> _WRITTEN PROBLEM_: Edit the entries from the beginning through the line that contains "(363, 1048)" by changing "Pin" to "Mark" and leaving everything else the same.

(Position identification records)
——

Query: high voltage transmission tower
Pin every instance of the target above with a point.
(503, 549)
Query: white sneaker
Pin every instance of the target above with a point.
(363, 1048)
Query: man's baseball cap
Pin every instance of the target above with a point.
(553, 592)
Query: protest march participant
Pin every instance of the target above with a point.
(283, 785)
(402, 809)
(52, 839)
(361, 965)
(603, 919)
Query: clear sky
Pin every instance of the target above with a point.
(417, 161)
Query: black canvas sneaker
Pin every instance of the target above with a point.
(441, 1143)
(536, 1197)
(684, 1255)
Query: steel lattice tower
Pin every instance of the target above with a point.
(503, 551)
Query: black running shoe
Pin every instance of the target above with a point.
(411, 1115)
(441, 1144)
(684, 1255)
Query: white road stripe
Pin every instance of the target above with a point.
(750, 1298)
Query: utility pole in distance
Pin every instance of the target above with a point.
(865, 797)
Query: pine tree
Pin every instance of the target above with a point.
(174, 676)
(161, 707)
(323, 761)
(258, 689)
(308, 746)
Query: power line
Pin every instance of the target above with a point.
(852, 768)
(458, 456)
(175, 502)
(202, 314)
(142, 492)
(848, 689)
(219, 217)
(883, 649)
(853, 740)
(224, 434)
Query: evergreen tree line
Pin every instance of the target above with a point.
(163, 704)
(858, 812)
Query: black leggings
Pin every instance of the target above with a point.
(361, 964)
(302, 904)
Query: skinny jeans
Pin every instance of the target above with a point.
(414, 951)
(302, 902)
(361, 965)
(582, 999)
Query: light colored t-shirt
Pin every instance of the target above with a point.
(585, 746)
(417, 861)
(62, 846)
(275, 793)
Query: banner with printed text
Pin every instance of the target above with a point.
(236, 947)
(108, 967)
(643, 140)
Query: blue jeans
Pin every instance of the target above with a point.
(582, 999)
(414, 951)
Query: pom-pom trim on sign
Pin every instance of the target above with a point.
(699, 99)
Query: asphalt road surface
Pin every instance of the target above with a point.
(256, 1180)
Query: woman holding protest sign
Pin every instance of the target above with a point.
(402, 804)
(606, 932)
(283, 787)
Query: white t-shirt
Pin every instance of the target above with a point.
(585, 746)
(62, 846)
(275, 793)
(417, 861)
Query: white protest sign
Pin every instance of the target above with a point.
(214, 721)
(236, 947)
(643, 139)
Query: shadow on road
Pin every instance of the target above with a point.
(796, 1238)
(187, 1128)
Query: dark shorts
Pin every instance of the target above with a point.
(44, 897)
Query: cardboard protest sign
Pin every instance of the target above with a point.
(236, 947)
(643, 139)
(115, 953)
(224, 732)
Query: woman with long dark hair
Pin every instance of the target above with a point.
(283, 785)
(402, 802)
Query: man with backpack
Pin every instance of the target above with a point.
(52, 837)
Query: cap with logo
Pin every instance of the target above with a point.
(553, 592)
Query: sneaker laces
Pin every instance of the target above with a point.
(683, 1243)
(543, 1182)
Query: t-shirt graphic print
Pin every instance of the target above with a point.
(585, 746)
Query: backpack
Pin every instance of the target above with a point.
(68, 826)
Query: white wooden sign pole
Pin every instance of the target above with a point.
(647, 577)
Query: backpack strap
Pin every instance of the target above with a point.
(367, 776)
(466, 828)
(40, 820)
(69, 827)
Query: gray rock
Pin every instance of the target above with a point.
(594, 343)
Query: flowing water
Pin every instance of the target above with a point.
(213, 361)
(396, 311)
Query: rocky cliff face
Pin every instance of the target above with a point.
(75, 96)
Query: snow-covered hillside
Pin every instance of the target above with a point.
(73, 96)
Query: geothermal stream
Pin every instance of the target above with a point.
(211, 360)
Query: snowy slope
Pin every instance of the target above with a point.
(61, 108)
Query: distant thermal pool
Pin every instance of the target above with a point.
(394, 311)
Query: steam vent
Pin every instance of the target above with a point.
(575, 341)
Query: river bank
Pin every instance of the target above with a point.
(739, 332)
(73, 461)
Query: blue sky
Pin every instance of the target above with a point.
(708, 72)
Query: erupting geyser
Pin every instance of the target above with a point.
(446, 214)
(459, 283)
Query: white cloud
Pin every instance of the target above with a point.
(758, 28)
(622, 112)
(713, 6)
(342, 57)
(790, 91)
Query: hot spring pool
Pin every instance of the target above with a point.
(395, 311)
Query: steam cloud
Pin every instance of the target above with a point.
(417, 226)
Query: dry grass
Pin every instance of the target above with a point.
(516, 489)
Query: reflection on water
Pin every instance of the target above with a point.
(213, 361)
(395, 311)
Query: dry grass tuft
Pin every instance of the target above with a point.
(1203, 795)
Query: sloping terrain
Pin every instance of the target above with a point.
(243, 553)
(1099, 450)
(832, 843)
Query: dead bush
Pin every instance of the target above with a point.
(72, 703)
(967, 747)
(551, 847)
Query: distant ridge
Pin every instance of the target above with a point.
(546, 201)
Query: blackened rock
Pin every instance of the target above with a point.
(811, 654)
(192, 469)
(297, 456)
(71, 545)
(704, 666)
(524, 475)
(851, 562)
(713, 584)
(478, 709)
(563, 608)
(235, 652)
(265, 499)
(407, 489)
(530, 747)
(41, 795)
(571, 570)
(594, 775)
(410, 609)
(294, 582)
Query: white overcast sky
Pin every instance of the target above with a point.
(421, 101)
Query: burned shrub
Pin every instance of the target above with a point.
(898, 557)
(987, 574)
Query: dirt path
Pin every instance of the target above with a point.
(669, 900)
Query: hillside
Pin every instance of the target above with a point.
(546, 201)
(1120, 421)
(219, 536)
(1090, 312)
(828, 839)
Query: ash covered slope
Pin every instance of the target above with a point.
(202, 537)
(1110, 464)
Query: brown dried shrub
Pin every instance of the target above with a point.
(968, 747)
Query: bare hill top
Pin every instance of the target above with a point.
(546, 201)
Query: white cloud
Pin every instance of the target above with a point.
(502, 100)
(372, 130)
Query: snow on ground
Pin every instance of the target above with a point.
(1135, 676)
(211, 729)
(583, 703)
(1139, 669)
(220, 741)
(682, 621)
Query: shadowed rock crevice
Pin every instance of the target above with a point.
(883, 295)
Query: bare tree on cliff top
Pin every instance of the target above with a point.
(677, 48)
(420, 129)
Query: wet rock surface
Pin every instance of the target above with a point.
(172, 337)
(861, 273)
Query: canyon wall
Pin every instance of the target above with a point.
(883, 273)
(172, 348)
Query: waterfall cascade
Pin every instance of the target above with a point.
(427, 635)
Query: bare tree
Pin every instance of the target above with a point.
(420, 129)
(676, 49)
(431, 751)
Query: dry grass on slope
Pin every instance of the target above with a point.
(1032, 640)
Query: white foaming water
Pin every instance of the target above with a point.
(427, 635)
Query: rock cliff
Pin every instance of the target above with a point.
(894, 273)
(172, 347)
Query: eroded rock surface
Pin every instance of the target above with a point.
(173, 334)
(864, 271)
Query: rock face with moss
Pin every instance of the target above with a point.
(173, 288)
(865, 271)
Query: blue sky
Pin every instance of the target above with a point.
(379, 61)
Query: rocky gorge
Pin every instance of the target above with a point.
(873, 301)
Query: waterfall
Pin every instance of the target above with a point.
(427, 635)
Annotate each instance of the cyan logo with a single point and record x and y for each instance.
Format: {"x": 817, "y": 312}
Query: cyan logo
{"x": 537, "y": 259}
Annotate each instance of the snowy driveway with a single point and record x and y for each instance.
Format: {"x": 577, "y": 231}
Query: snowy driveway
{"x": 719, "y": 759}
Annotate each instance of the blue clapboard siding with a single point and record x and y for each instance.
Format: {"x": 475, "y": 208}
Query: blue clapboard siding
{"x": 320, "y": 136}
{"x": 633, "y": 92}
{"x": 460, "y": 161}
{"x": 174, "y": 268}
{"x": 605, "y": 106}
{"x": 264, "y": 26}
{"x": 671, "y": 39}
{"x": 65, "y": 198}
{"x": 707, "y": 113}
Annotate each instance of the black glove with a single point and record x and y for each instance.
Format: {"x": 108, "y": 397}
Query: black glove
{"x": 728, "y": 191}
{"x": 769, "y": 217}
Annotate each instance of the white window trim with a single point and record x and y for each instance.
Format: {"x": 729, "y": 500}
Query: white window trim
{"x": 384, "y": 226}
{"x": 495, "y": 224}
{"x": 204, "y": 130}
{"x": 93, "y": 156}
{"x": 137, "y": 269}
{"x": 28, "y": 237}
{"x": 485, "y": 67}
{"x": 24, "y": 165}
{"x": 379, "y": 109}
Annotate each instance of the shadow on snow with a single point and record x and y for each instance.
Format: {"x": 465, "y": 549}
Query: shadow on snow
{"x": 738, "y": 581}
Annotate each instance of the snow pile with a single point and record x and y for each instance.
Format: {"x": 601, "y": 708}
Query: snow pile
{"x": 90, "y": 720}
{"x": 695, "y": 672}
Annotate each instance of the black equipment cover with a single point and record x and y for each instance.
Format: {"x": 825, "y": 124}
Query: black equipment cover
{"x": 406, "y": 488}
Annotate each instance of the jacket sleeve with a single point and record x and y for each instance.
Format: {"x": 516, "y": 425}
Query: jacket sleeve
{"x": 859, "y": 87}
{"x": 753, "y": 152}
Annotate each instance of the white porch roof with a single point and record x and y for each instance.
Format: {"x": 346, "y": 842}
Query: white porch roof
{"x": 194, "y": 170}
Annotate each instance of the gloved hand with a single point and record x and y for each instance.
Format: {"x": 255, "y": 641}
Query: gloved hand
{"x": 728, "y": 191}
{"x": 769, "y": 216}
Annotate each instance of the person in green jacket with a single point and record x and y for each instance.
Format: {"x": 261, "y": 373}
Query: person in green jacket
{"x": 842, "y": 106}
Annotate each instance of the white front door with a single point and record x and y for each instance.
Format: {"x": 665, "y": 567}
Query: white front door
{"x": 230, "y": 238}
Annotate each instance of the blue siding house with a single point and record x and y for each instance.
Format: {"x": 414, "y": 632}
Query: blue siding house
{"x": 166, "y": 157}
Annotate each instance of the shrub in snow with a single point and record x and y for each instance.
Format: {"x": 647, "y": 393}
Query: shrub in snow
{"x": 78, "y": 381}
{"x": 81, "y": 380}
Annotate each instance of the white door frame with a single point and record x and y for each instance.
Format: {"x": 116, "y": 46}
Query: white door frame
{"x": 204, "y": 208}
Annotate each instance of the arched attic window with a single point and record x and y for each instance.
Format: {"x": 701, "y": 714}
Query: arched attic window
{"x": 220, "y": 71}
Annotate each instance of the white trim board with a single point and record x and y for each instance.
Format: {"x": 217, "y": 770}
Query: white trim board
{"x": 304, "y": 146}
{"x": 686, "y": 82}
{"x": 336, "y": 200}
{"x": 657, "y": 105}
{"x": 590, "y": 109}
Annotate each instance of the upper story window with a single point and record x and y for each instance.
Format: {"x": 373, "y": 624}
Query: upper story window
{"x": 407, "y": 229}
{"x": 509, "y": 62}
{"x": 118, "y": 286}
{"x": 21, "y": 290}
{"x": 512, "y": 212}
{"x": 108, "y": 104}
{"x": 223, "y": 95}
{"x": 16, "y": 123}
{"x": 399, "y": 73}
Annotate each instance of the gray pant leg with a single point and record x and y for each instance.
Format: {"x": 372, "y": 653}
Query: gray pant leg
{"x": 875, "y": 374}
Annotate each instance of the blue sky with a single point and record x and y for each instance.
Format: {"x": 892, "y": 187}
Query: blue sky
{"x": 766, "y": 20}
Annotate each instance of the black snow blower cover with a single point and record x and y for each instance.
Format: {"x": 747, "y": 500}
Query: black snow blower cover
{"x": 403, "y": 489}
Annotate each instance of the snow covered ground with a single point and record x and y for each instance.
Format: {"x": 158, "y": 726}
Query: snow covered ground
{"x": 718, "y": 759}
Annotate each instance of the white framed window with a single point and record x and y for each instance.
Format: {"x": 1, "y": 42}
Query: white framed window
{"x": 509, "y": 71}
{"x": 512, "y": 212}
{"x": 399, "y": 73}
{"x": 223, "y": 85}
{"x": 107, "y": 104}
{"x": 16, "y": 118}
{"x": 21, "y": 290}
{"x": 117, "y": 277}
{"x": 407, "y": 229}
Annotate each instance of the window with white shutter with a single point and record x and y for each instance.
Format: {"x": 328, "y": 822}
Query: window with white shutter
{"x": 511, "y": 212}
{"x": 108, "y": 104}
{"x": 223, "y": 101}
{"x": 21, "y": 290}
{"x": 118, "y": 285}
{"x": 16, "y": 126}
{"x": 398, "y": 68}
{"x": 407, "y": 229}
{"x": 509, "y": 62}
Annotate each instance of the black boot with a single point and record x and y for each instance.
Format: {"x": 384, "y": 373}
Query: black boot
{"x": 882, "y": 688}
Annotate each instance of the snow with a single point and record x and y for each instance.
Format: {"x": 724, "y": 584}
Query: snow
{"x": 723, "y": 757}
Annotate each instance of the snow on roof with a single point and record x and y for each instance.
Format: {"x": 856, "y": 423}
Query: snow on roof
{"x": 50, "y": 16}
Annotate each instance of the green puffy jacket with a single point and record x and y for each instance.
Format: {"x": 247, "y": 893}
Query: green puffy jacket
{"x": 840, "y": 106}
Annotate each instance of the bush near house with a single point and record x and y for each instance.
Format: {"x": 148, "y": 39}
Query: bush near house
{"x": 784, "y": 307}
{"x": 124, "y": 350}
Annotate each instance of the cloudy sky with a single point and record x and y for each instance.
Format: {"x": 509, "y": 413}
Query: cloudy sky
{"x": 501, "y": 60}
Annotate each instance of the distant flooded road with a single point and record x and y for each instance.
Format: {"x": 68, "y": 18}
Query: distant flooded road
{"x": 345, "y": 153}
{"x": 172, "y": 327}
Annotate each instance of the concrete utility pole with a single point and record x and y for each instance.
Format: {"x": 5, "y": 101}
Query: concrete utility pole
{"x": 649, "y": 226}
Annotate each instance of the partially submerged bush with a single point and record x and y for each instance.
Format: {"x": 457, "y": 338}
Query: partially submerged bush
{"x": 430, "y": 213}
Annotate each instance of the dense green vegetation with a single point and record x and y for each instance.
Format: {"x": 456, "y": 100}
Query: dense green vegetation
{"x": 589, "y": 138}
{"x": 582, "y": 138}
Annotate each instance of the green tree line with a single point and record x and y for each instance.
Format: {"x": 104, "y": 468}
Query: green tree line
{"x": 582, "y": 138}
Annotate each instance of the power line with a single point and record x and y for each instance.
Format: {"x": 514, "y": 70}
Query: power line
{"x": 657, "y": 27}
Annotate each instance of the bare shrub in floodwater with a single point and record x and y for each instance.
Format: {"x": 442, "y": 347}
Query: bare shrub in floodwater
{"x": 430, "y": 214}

——

> _REPLY_:
Query: high voltage transmission tower
Mark every instance of the target above with a point.
(503, 549)
Query: white sneaker
Mark every instance of the target above with a point.
(363, 1048)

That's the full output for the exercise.